#### DOCUMENT SECTION
········

16 February 2012

Cockpits and Curiosity

 “I wonder why they call it a cockpit?”
That was the question put to me by a friend the other night. There were a few attempts at a jocular answer, but we didn’t take it very far as we were ourselves in the midst of battle; situated in our own virtual cockpits in Battlefield 3.
But the question stuck with me, and I had to find the answer. Luckily the Internet was there to serve as my guide into this words etymology, so I soon had an answer; and it seemed an answer worth sharing.
As with many English words, the history of ‘cockpit’ goes back further than you would think, and comes from an origin that is at the same time odd, but somewhat logical. After all what is the first thing you think of when you look at the word objectively? It’s made up of cock, and pit; and that’s precisely what the word described back when it was coined 1580, as a translation from Chinese; a pit that cocks fight in.
Now this might present some odd images when you consider the cockpits of today, but the world had a few slight twists in meaning before it arrived where we find it in the dictionary today.
Right between cockle and cockroach.
I have never seen a true cockfight, only dramatisations on shows like Seinfeld, Family Guy, Samurai Jack and others; and this is a fact I am quite glad of. I would be happy if I never saw one from this day on, and the rest of the planet shared in my moratorium, as I hear they are a dreadful thing to watch if you are a person with a scrap of humanity.

········

#### CHALLENGE
Say whether each statement agrees with the post about the word "cockpit," answering yes or no and quoting the deciding words: (a) the word was coined in 1580; (b) the writer has seen a true cockfight; (c) the friend's question got a long answer during the game. The lines placed after the text play no part in this work.

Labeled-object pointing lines
········

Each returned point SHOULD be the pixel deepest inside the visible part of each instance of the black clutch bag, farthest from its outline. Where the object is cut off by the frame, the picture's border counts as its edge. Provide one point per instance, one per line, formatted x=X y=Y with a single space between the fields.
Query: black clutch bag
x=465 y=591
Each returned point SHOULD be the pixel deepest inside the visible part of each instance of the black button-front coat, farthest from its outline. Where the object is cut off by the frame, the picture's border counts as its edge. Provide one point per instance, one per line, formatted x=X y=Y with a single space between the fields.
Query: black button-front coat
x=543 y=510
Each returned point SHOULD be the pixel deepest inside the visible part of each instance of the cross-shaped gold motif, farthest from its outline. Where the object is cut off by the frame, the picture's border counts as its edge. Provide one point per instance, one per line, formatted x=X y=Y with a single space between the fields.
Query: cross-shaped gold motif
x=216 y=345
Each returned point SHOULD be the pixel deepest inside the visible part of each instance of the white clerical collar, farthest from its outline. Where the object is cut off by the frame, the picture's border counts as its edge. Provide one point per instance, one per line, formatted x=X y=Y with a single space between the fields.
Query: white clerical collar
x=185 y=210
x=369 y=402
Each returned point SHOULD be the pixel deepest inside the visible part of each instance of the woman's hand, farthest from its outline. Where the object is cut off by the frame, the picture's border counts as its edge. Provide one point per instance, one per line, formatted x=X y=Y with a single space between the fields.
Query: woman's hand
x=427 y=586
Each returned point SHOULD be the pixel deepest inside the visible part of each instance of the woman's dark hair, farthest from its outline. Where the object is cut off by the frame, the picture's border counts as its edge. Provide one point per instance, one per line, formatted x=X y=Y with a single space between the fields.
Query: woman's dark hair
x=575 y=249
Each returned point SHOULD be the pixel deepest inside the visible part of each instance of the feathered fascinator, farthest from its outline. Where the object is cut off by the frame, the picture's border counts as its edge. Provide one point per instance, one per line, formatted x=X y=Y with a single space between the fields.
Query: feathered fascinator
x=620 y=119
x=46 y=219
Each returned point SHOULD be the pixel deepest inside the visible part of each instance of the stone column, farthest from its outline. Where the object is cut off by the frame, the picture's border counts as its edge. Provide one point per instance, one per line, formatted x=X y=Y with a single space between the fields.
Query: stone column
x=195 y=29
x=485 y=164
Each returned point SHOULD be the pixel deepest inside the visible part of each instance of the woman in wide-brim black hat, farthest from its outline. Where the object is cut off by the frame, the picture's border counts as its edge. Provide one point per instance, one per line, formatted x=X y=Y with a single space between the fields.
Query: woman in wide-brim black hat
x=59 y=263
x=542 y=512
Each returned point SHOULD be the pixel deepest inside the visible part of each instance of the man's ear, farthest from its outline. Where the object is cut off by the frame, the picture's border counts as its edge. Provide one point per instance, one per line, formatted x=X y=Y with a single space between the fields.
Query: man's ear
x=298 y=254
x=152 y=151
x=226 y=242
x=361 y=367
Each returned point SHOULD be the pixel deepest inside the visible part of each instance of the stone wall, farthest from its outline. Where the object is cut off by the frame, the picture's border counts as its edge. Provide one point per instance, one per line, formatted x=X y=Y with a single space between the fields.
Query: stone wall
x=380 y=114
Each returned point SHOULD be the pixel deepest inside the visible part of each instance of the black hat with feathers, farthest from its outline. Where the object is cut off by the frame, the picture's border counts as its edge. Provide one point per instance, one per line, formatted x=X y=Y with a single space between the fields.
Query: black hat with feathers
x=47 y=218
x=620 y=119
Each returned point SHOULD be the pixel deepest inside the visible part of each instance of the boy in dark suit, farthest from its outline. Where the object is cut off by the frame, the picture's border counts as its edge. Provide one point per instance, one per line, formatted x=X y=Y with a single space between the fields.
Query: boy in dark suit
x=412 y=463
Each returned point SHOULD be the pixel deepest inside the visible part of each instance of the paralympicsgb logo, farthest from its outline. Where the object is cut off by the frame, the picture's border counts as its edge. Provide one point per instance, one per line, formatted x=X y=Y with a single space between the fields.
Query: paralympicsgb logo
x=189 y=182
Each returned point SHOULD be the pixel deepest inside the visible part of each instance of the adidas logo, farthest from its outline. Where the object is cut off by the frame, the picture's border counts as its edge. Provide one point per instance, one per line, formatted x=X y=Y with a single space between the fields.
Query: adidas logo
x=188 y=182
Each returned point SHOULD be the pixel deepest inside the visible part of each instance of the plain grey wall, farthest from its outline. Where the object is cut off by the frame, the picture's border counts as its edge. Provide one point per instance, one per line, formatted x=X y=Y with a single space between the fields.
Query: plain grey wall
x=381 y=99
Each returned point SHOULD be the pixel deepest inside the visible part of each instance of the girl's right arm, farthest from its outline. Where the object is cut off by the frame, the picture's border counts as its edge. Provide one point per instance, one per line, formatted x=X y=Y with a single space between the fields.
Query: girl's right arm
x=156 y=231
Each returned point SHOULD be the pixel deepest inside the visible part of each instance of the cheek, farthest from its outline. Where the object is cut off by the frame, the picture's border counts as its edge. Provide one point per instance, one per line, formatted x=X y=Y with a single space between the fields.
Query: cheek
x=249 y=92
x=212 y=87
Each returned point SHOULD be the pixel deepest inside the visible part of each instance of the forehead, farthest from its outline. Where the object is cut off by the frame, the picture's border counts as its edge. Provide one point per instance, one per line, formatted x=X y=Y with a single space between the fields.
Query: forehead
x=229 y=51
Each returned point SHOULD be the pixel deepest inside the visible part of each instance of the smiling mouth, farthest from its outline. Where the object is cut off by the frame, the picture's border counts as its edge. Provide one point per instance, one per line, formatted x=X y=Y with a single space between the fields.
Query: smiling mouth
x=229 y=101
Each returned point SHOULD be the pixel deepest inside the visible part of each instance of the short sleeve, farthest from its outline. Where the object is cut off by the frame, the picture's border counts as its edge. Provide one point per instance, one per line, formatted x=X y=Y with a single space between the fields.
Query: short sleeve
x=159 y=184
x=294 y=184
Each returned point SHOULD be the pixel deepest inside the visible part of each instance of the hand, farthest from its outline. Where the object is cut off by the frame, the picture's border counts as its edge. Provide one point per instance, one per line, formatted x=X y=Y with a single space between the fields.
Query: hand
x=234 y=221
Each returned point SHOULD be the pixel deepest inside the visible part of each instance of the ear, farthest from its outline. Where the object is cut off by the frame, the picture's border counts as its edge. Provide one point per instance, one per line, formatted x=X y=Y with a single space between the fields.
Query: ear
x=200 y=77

········

#### RESULT OF THE TASK
(a) Yes: "back when it was coined 1580"
(b) No: "I have never seen a true cockfight"
(c) No: "we didn’t take it very far"